# Problem description
Write out every line of the material below, adding -65 to each number in the answer coordinates.

##### Input #####

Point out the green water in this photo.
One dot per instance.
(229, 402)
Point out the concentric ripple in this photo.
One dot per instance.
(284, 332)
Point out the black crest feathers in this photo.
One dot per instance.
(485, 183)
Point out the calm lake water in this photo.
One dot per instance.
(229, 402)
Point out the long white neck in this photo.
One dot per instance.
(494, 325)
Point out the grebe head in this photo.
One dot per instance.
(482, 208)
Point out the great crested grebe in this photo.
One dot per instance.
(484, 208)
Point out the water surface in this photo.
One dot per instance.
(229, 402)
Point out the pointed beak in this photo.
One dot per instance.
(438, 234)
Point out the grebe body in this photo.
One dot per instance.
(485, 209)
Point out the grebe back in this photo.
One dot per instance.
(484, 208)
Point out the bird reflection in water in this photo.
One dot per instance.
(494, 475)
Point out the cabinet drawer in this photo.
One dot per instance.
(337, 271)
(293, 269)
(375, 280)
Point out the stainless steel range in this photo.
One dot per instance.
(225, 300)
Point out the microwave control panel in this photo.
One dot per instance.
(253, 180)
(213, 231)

#####

# The completed task
Point out the green water in this photo.
One dot per instance.
(164, 337)
Point out the concentric ripple in this photo.
One dot per instance.
(219, 267)
Point out the black crest feathers in this photo.
One dot per instance.
(420, 118)
Point out the calm lake water in this photo.
One dot per instance.
(164, 337)
Point out the long white neck in this photo.
One dot per instance.
(429, 260)
Point out the grebe head in this photo.
One dot per instance.
(417, 143)
Point out the great crested grebe in this photo.
One dot per instance.
(419, 143)
Point out the water surface in this photo.
One dot per instance.
(164, 337)
Point out the pointed beak in this photo.
One dot per instance.
(373, 169)
Point out the grebe body in this photo.
One dot per instance.
(420, 144)
Point out the grebe back in this photo.
One dot per instance.
(419, 143)
Point out the bird reflection in water in this photo.
One dot per instance.
(429, 410)
Point out the cabinet drawer in this photo.
One dot per instance.
(272, 206)
(228, 204)
(310, 215)
Point out the stainless steel range in this photo.
One dot per instance.
(160, 235)
Point out the microwave control panel in this photo.
One dot per instance.
(188, 115)
(148, 166)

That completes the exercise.